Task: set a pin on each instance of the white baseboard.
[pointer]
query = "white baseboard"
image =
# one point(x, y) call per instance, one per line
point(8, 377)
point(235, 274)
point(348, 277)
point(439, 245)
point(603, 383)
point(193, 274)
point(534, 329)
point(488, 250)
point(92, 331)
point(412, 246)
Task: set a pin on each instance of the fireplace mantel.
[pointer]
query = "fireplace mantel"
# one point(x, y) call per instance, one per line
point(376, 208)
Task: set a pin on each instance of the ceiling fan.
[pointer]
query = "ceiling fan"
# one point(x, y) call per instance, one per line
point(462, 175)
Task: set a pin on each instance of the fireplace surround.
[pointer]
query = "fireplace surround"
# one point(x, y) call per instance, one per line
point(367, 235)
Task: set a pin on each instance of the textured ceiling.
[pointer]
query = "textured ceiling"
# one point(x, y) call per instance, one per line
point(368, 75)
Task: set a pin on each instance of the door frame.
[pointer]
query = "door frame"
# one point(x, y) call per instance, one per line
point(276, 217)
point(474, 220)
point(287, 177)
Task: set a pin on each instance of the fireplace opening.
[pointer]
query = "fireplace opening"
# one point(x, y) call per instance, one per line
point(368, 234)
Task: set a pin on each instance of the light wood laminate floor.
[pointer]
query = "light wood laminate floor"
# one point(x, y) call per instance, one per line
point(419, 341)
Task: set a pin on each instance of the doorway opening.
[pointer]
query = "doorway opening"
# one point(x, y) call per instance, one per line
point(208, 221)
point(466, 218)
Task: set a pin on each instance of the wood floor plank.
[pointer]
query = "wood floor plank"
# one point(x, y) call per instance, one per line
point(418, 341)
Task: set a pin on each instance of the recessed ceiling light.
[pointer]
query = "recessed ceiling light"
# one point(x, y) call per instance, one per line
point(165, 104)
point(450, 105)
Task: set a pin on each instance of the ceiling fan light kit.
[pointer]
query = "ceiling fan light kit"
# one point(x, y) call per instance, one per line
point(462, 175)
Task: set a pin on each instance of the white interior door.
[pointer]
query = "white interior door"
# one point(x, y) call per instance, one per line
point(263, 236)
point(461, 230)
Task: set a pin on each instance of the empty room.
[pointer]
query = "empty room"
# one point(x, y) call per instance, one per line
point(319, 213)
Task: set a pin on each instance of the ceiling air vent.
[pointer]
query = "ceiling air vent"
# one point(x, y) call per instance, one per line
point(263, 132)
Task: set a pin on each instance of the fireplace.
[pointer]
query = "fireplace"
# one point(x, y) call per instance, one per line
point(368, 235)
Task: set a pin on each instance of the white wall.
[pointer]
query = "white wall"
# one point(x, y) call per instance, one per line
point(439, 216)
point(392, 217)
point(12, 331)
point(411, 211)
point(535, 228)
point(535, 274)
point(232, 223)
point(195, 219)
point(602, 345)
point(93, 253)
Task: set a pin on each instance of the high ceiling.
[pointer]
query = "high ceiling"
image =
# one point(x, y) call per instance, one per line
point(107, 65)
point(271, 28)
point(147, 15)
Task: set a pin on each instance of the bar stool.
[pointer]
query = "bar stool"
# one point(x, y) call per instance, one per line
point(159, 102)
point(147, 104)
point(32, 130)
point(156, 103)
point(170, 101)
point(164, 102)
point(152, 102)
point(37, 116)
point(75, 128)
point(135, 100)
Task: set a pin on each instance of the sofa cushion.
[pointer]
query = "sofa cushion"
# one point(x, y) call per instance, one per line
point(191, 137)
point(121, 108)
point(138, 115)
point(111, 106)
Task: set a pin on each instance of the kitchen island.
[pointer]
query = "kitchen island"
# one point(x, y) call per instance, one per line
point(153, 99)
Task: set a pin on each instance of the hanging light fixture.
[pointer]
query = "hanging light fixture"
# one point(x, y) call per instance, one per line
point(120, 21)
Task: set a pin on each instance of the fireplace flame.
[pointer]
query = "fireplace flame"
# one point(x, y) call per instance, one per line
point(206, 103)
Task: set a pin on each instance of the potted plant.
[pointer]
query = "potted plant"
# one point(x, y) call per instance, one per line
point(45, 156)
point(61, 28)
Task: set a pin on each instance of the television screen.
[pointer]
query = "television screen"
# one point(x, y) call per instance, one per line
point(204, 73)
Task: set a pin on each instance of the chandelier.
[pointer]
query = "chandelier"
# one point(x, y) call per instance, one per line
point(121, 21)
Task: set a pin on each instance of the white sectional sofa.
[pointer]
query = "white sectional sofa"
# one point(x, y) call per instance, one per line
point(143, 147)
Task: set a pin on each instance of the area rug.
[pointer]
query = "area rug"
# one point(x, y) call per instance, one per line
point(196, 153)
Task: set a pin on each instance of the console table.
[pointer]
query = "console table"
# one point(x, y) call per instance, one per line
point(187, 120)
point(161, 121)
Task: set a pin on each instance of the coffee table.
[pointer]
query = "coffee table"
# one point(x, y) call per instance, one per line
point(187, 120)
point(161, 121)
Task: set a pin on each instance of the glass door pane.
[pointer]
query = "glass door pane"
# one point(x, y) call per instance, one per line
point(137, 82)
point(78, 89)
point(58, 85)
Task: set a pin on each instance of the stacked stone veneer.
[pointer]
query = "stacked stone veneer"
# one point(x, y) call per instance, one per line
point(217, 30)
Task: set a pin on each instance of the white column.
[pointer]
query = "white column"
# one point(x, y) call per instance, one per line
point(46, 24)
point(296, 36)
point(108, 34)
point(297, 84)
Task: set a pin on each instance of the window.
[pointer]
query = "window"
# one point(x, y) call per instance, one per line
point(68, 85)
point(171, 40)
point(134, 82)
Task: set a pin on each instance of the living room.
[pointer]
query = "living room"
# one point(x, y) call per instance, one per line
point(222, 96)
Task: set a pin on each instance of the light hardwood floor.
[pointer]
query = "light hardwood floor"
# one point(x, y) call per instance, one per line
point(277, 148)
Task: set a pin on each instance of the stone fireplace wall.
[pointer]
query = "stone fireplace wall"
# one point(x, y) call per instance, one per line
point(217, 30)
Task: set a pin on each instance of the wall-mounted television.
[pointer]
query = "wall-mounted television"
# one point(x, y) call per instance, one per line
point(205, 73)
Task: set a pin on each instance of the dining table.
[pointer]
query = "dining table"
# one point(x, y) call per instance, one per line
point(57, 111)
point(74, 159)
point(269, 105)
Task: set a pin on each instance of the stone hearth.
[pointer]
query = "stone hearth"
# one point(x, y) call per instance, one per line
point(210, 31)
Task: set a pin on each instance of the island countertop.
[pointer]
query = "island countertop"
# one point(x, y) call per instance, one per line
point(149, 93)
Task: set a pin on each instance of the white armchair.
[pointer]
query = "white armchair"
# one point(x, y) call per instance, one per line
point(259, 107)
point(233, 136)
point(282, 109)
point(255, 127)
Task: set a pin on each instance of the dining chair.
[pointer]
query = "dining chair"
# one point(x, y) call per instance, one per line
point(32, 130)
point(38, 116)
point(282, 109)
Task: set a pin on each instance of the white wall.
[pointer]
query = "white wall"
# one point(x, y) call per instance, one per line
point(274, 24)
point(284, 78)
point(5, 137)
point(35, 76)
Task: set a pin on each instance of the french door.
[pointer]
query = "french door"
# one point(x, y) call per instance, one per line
***
Prompt:
Can you print the whole listing above again, line for line, with nothing changed?

Reply:
Task: set a pin on each instance of the white baseboard.
[pointer]
query = "white baseboard"
image =
# one point(x, y) call per instance, one per line
point(8, 377)
point(235, 274)
point(348, 277)
point(439, 245)
point(603, 383)
point(193, 274)
point(534, 329)
point(488, 250)
point(92, 331)
point(412, 246)
Task: set a pin on each instance of the fireplace mantel.
[pointer]
query = "fireplace mantel"
# one point(x, y) call per instance, one per line
point(376, 208)
Task: set a pin on each instance of the ceiling fan.
[pointer]
query = "ceiling fan"
# one point(x, y) call per instance, one per line
point(462, 175)
Task: set a pin on each instance of the fireplace surround.
[pointer]
query = "fireplace surround"
# one point(x, y) call per instance, one per line
point(367, 235)
Task: set a pin on each instance of the textured ceiling.
[pointer]
query = "textured ceiling"
# one point(x, y) call per instance, one per line
point(368, 75)
Task: set a pin on each instance of the door frame.
[pointer]
query = "door frame"
# one point(x, y) call per instance, one per line
point(276, 217)
point(474, 220)
point(287, 177)
Task: set a pin on each instance of the fireplace opening.
[pointer]
query = "fireplace opening"
# one point(x, y) call per instance, one per line
point(368, 234)
Task: set a pin on each instance of the light wood laminate floor.
[pointer]
query = "light wood laminate floor"
# one point(x, y) call per instance, one per line
point(419, 341)
Task: set a pin on each instance of the doorway opening.
[pointer]
query = "doorway opening"
# one point(x, y) call per instance, one per line
point(208, 221)
point(466, 218)
Task: set a pin on each instance of the wood floor plank.
[pointer]
query = "wood floor plank"
# one point(x, y) call per instance, one per line
point(418, 341)
Task: set a pin on each instance of the recessed ceiling light.
[pointer]
query = "recessed ceiling light"
# one point(x, y) call per instance, one per line
point(165, 104)
point(450, 105)
Task: set a pin on each instance of the ceiling fan light kit.
[pointer]
query = "ceiling fan light kit"
# one point(x, y) call per instance, one per line
point(462, 175)
Task: set a pin on each instance of the white interior door.
[pointer]
query = "white interior door"
# one point(x, y) call per instance, one per line
point(263, 236)
point(461, 230)
Task: set a pin on each instance of the empty room.
[pointer]
query = "empty room"
# one point(x, y) call per instance, one per line
point(319, 213)
Task: set a pin on each instance of the ceiling air vent.
[pointer]
query = "ceiling air vent"
# one point(x, y) call per instance, one per line
point(263, 132)
Task: set a pin on each instance of the fireplace.
[pointer]
query = "fireplace"
# one point(x, y) call per instance, one per line
point(368, 235)
Task: set a pin on each instance of the white wall.
[pointer]
query = "white wall"
# one point(x, y) call per instance, one per line
point(439, 216)
point(392, 217)
point(12, 331)
point(411, 211)
point(535, 228)
point(535, 274)
point(232, 223)
point(195, 219)
point(602, 345)
point(93, 253)
Task: set a pin on each instance of the high ceiling.
[pointer]
query = "high ceiling"
image =
# one point(x, y) call per instance, one per line
point(107, 65)
point(271, 28)
point(147, 15)
Task: set a pin on each instance of the bar stool.
[pointer]
query = "bar stool"
# one point(x, y) call per instance, one per line
point(159, 102)
point(147, 104)
point(32, 130)
point(156, 103)
point(170, 101)
point(164, 102)
point(152, 102)
point(37, 116)
point(75, 128)
point(135, 100)
Task: set a pin on each instance of the sofa cushion.
[pointer]
query = "sofa cushion"
# one point(x, y) call per instance, one per line
point(191, 137)
point(121, 108)
point(138, 115)
point(111, 106)
Task: set a pin on each instance of the kitchen island.
[pointer]
query = "kitchen island"
# one point(x, y) call per instance, one per line
point(153, 99)
Task: set a pin on each instance of the hanging light fixture.
[pointer]
query = "hanging light fixture"
# one point(x, y) call per instance, one per line
point(120, 21)
Task: set a pin on each instance of the fireplace flame.
[pointer]
query = "fireplace flame"
# one point(x, y) call per instance, one per line
point(206, 103)
Task: set a pin on each instance of the potted plant.
[pointer]
query = "potted plant"
# one point(x, y) call per instance, one per line
point(45, 156)
point(61, 28)
Task: set a pin on each instance of the television screen.
[pointer]
query = "television screen"
# one point(x, y) call per instance, one per line
point(204, 73)
Task: set a pin on each instance of the chandelier.
[pointer]
query = "chandelier"
# one point(x, y) call per instance, one per line
point(121, 21)
Task: set a pin on each instance of the white sectional sofa.
[pointer]
query = "white sectional sofa"
# one point(x, y) call per instance, one per line
point(143, 147)
Task: set a pin on each instance of the area rug.
[pointer]
query = "area rug"
# one point(x, y) call per instance, one per line
point(196, 153)
Task: set a pin on each instance of the console table.
[pointer]
query = "console table"
# one point(x, y) call per instance, one per line
point(187, 120)
point(161, 121)
Task: set a pin on each instance of the coffee table.
[pointer]
query = "coffee table"
# one point(x, y) call per instance, one per line
point(187, 120)
point(161, 121)
Task: set a pin on each instance of the glass door pane.
[pointer]
query = "glass door pane"
# one point(x, y) call per instance, one per line
point(137, 82)
point(78, 89)
point(58, 85)
Task: set a pin on each instance of the stacked stone veneer.
[pointer]
query = "stacked stone veneer"
# one point(x, y) call per instance, one per line
point(217, 30)
Task: set a pin on each instance of the white column.
[pointer]
query = "white column"
# one point(x, y) call per instance, one per line
point(46, 24)
point(296, 36)
point(108, 34)
point(297, 84)
Task: set a pin on each instance of the window.
[pointer]
query = "window"
# one point(x, y) call per instance, one per line
point(68, 85)
point(171, 40)
point(134, 82)
Task: set a pin on each instance of the living room.
[pointer]
query = "living room"
# one point(x, y) call per instance, one per line
point(222, 96)
Task: set a pin on each instance of the light hardwood floor.
[pointer]
query = "light hardwood floor"
# one point(x, y) call per instance, one per line
point(277, 148)
Task: set a pin on each instance of the stone fireplace wall.
[pointer]
query = "stone fireplace wall"
# one point(x, y) call per instance, one per line
point(217, 30)
Task: set a pin on each instance of the wall-mounted television.
[pointer]
query = "wall-mounted television"
# one point(x, y) call per instance, one per line
point(205, 73)
Task: set a pin on each instance of the dining table.
[pointer]
query = "dining table"
# one point(x, y) call per instance, one per line
point(57, 111)
point(74, 159)
point(269, 105)
Task: set a pin on each instance of the stone hearth.
[pointer]
query = "stone hearth"
# one point(x, y) call per instance, one per line
point(210, 31)
Task: set a pin on each instance of the island countertop.
[pointer]
query = "island countertop"
# one point(x, y) call per instance, one per line
point(149, 93)
Task: set a pin on each instance of the white armchair.
[pointer]
query = "white armchair"
# one point(x, y) call per instance, one per line
point(259, 107)
point(233, 136)
point(282, 109)
point(255, 127)
Task: set a pin on each instance of the dining chair.
[pointer]
query = "dining chair"
# one point(x, y) call per instance, one per line
point(32, 130)
point(38, 116)
point(282, 109)
Task: set a pin on each instance of the white wall.
[pointer]
query = "white wall"
# one point(x, y) call per instance, one per line
point(274, 24)
point(284, 78)
point(5, 137)
point(35, 76)
Task: set a pin on each instance of the french door.
[pointer]
query = "french door"
# one point(x, y) call per instance, one per line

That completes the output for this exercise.